Problem description :: Set each line of the records down again exactly, please.

Records supplied ::
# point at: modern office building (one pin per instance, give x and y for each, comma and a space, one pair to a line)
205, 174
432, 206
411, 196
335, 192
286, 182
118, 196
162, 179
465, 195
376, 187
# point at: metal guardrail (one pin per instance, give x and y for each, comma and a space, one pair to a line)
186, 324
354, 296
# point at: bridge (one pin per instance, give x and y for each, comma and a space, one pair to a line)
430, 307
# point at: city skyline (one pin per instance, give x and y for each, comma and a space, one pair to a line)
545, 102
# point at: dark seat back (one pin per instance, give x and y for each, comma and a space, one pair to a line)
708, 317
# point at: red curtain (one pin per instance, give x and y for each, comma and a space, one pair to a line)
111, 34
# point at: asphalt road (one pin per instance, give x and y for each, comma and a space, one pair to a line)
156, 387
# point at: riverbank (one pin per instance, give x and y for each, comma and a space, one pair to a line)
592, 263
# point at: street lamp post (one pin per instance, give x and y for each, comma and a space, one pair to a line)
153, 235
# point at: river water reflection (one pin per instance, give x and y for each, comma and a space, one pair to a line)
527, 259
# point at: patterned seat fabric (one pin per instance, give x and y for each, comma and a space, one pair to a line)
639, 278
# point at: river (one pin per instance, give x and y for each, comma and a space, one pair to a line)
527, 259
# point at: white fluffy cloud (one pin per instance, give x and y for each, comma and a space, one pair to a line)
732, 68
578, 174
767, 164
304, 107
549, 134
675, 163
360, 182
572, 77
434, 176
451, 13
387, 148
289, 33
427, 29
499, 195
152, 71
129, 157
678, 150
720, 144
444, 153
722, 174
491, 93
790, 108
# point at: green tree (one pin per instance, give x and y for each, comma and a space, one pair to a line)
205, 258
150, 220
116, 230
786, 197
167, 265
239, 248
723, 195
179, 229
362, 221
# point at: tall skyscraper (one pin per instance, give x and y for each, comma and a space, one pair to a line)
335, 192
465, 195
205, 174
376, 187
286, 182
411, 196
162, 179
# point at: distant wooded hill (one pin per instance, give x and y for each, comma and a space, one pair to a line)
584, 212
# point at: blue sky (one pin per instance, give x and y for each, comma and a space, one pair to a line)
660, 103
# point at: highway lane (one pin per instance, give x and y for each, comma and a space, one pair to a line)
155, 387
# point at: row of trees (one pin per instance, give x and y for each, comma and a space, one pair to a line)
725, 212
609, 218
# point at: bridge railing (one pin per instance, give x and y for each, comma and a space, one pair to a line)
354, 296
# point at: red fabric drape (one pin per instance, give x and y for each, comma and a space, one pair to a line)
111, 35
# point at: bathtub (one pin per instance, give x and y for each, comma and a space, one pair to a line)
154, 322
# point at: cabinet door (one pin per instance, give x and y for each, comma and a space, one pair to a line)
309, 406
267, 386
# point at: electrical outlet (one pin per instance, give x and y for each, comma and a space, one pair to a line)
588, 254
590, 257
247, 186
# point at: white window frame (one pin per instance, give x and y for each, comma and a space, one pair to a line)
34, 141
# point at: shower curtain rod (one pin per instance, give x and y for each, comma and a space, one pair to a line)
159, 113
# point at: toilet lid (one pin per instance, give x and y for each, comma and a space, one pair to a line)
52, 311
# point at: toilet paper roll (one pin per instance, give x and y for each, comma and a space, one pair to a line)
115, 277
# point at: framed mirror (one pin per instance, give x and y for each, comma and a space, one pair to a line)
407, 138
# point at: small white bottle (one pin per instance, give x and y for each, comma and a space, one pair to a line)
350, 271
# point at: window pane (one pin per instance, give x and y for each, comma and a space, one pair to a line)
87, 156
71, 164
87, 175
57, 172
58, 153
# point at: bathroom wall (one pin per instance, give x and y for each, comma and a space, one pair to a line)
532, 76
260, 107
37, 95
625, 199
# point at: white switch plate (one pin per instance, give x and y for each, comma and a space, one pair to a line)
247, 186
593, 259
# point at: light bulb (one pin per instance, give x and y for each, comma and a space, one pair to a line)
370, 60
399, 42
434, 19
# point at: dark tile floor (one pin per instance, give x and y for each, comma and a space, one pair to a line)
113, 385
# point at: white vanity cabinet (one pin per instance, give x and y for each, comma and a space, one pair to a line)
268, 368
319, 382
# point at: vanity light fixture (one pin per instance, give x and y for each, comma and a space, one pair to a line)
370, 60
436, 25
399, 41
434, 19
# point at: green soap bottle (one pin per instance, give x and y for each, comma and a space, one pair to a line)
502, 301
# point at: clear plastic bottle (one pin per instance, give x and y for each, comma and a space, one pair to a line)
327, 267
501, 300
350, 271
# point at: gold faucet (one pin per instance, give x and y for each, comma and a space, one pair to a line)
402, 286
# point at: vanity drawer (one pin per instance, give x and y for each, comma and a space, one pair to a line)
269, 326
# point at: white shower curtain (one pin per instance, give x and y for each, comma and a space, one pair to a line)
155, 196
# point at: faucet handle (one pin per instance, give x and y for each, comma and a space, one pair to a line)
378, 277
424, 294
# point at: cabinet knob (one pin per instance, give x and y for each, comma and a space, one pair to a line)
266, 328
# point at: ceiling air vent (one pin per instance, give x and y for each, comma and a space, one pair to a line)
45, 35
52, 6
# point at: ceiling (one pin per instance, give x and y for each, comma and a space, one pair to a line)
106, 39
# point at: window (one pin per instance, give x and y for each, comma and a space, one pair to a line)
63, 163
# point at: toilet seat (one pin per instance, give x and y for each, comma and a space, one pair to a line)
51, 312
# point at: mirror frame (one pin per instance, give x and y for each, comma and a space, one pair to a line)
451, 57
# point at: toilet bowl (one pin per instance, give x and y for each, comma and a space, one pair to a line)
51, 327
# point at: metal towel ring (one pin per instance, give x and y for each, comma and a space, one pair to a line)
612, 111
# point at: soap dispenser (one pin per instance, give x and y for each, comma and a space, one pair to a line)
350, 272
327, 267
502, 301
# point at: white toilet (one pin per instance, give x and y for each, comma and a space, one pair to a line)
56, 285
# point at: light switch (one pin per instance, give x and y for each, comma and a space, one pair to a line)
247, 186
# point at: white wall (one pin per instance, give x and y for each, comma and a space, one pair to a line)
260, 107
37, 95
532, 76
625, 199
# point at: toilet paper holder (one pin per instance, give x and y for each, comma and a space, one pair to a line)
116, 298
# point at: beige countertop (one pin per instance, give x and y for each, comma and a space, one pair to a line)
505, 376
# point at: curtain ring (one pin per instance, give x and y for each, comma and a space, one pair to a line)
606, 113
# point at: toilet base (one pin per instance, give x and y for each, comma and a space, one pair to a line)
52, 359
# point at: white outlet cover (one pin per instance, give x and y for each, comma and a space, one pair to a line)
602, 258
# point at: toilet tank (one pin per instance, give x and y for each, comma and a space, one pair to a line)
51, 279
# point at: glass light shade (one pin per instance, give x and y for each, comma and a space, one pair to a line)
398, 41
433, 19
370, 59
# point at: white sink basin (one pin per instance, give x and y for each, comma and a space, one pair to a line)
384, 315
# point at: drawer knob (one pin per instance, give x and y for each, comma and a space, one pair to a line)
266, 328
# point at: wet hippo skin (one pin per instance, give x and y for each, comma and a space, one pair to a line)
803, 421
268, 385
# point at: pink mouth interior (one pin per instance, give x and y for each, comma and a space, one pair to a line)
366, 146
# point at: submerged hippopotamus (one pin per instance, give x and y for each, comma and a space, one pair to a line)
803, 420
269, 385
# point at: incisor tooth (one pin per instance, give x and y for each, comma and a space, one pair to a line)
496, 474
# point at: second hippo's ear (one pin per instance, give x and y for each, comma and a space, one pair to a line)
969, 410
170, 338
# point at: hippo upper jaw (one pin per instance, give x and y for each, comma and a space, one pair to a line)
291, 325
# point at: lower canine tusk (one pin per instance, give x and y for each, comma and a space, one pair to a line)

Solution ::
# point at: modern office building (one pin per instance, give x and y for each, comma and a space, one pair to a line)
205, 174
432, 206
411, 196
335, 192
286, 182
118, 196
162, 179
465, 195
376, 187
# point at: metal guardrail (one pin per instance, give x and y for each, comma and a space, one pair to a line)
186, 324
354, 296
# point at: bridge (one pin per instance, give x and y for each, comma and a space, one pair to a line)
430, 307
# point at: city skyline (one pin per instance, give x and y for each, comma and a space, one pair to a line)
545, 102
# point at: dark seat back (one pin per instance, give x and y for each, comma and a space, one pair to a line)
708, 317
# point at: red curtain (one pin per instance, give x and y for each, comma and a space, one pair to a line)
111, 34
# point at: asphalt road (one pin per instance, give x and y for each, comma and a space, one pair to a line)
156, 387
# point at: riverbank (one pin per instance, give x and y for each, comma and a space, one pair to a line)
592, 263
# point at: street lamp post (one pin per instance, give x and y for each, comma and a space, one pair to a line)
153, 235
# point at: river water reflection (one pin per instance, give x and y for each, comma and a space, one pair to a line)
527, 259
# point at: patterned seat fabric (one pin per instance, give x and y for each, comma and a space, one pair to a line)
639, 278
# point at: river (one pin per instance, give x and y for each, comma and a space, one pair to a line)
527, 259
# point at: white fluffy cloud (one pin per instance, give x and y for each, comma and a space, one pair to a line)
732, 68
578, 174
767, 164
304, 107
549, 134
675, 163
360, 182
572, 77
434, 176
451, 13
387, 148
289, 33
427, 29
499, 195
152, 71
129, 157
678, 150
720, 144
444, 153
722, 174
491, 93
790, 108
# point at: green tree (one pin per instance, give x and y for each, comma and a space, one pair to a line)
205, 258
150, 220
116, 230
786, 197
167, 265
239, 248
723, 195
179, 229
362, 221
# point at: tall skyscraper (one pin per instance, give x and y for each, comma and a space, one pair to a line)
335, 192
465, 195
205, 174
376, 187
286, 182
411, 196
162, 179
# point at: distant wooded hill (one pin per instance, give x and y for each, comma and a space, one pair to a line)
584, 212
# point at: blue sky (one pin per instance, give x and y for each, comma and a space, one pair to a line)
660, 103
# point at: highway lane (one pin per instance, give x and y for each, comma and a space, one pair to a line)
155, 387
# point at: row of trees (one pin per instance, give x and y for each, comma and a space, one pair to a line)
725, 212
609, 218
# point at: bridge railing (one pin per instance, give x and y for each, comma and a space, one pair to a line)
354, 296
# point at: red fabric drape (one pin per instance, give x and y for each, comma and a space, one pair to a line)
111, 35
# point at: bathtub (one pin per instance, give x and y for each, comma and a space, one pair to a line)
154, 322
# point at: cabinet door (one pin per instance, give x and y for each, comma and a space, one pair to a line)
309, 406
267, 386
# point at: electrical outlet (one pin per instance, give x and y for each, comma and a space, one pair to a line)
588, 254
590, 257
247, 186
# point at: white window frame (one pin per instance, give x and y for each, comma and a space, one pair to a line)
34, 141
# point at: shower curtain rod (one pin per instance, give x and y for each, comma and a space, one pair to a line)
159, 113
# point at: toilet lid (one pin per instance, give x and y for each, comma and a space, one pair to a line)
52, 311
# point at: toilet paper roll (one pin per instance, give x and y for each, comma and a space, one pair to a line)
115, 277
# point at: framed mirror (one pin per instance, give x and y for each, comma and a space, one pair to a line)
407, 138
# point at: small white bottle (one pin per instance, give x and y for each, comma and a space, one pair to a line)
350, 271
# point at: window pane (one pin per instance, give x and y for each, comma and a space, one pair to a line)
87, 156
71, 164
87, 175
57, 172
58, 153
# point at: bathroom wall (one pin per instance, give x and y for each, comma and a space, one pair to a line)
532, 76
260, 107
37, 95
625, 199
# point at: white switch plate (one pin per instance, give x and y for each, comma and a space, one pair to a line)
247, 186
593, 259
# point at: light bulb (one pin per instance, give x and y for each, comma and a space, one pair to a line)
370, 60
399, 42
434, 19
# point at: dark tile floor (one pin per instance, give x and y for each, comma and a space, one pair to a line)
113, 385
# point at: white vanity cabinet (one pin per instance, give x and y for each, comma and a space, one pair to a line)
268, 368
319, 382
# point at: vanity light fixture (one pin per instance, give x and y for each, comma and a space, one pair to a line)
370, 60
436, 25
399, 41
434, 19
# point at: green soap bottle (one pin per instance, give x and y for each, comma and a space, one pair to a line)
502, 301
# point at: clear plastic bottle (one pin per instance, give x and y for each, comma and a space, one pair to a line)
327, 267
501, 300
350, 271
# point at: gold faucet (one pin per instance, give x and y for each, comma and a space, one pair to a line)
402, 286
# point at: vanity drawer (one pin per instance, give x and y for each, comma and a space, one pair to a line)
269, 326
# point at: white shower curtain (one pin per instance, give x and y for each, comma and a space, one pair to a line)
155, 196
# point at: faucet handle (one pin per instance, give x and y for each, comma and a space, one pair to a line)
378, 277
424, 294
# point at: cabinet knob (one pin per instance, give x and y for each, comma and a space, one pair to a line)
266, 328
# point at: ceiling air vent (one pin per instance, give x and y for each, comma and a space, one pair to a line)
45, 35
52, 6
# point at: ceiling (one pin per instance, give x and y for each, comma and a space, one pair to a line)
106, 39
# point at: window (one pin per instance, give x and y for each, comma and a space, one pair to a line)
63, 163
# point at: toilet seat (one pin per instance, give x and y for each, comma and a space, one pair to a line)
51, 312
# point at: mirror frame (one pin per instance, give x and y for each, comma and a space, one pair to a line)
451, 57
# point at: toilet bowl (one pin per instance, give x and y for each, comma and a space, one pair to a line)
51, 327
# point at: metal towel ring (one pin per instance, give x and y for each, comma and a space, one pair to a line)
612, 111
# point at: soap dispenser (one pin per instance, give x and y for each, comma and a space, one pair to a line)
350, 272
327, 267
502, 301
# point at: white toilet (one pin per instance, give x and y for each, comma and a space, one pair to a line)
56, 285
# point at: light switch (one pin per instance, give x and y for each, comma and a space, one pair to a line)
247, 186
# point at: white wall (one pin per instance, give x and y for each, comma and a space, one pair to a line)
260, 107
37, 95
532, 76
625, 199
# point at: toilet paper holder (one pin per instance, give x and y for each, comma and a space, one pair to a line)
116, 298
# point at: beige countertop (one pin per instance, give x and y for each, comma and a space, one pair to a line)
505, 376
# point at: curtain ring (one pin per instance, give x and y for each, comma and a space, one pair to a line)
606, 113
# point at: toilet base (one pin per instance, give x and y for each, comma and a space, one pair to a line)
52, 359
# point at: white outlet cover (one pin per instance, give x and y for each, comma and a space, one pair to a line)
602, 258
# point at: toilet tank (one pin per instance, give x and y for each, comma and a space, one pair to a line)
51, 279
# point at: glass light shade (one pin per instance, give x and y for each, comma and a space, one pair to a line)
398, 41
433, 19
370, 59
# point at: white sink basin (one pin per instance, give x and y for each, comma and a space, one pair to a line)
384, 315
# point at: drawer knob (one pin per instance, give x and y for each, comma and a space, one pair to a line)
266, 328
# point at: wet hippo skin (one pin per instance, give x and y for each, comma and a space, one pair to a line)
803, 421
268, 385
# point at: pink mouth interior (one pin per instance, give x and y for each, comma and a space, one pair to a line)
366, 146
# point at: submerged hippopotamus (one pin per instance, give x and y for each, comma and a space, one pair to a line)
803, 420
269, 385
# point at: incisor tooth (one pin per instance, give x and y for each, comma and a space, one pair to a line)
496, 474
# point at: second hippo's ear (one pin per instance, give x and y for each, comma and a space, one pair to a line)
969, 410
170, 338
# point at: hippo upper jaw (one pin per instance, give x and y for each, comma and a space, one pair to a line)
291, 325
# point at: lower canine tusk (one pin per instance, give x and y for each, comma and a space, one pair to a line)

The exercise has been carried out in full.